:: Petunjuk Latihan ::
Gantilah "blouse" dengan "shirt" pada semua butir mulai dari baris yang memuat "Can you see the girl in white" sampai akhir butir, lalu tuliskan kembali bagian itu tanpa perubahan lain.

'''

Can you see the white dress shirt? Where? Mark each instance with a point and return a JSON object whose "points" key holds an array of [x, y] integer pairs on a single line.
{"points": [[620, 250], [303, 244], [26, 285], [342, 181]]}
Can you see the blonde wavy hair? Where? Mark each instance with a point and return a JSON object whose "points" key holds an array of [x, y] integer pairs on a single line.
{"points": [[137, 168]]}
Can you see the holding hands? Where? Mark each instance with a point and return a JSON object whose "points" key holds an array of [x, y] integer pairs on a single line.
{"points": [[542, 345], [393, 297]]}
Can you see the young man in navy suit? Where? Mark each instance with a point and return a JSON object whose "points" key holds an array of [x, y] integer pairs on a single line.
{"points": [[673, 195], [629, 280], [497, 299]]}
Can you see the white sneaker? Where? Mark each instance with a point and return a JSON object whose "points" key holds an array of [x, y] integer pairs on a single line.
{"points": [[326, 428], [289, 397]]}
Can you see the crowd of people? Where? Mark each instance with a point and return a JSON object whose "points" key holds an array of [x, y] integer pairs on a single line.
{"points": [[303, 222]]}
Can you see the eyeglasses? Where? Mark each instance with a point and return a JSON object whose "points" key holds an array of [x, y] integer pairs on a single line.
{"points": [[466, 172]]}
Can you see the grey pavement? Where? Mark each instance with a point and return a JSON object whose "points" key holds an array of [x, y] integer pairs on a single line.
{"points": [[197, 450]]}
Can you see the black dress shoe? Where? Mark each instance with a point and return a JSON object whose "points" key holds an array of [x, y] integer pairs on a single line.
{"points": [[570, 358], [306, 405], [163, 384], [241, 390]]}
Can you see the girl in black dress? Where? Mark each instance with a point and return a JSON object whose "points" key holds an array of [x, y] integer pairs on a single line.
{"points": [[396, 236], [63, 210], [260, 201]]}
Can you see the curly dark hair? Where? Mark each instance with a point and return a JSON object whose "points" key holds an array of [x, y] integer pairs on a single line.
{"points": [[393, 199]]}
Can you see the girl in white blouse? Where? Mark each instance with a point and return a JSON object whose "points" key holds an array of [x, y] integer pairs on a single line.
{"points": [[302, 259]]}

'''

:: Jawaban Benar ::
Can you see the girl in white shirt? Where? Mark each instance with a point and return a JSON object whose "points" key holds an array of [x, y] integer pairs on a single line.
{"points": [[302, 259]]}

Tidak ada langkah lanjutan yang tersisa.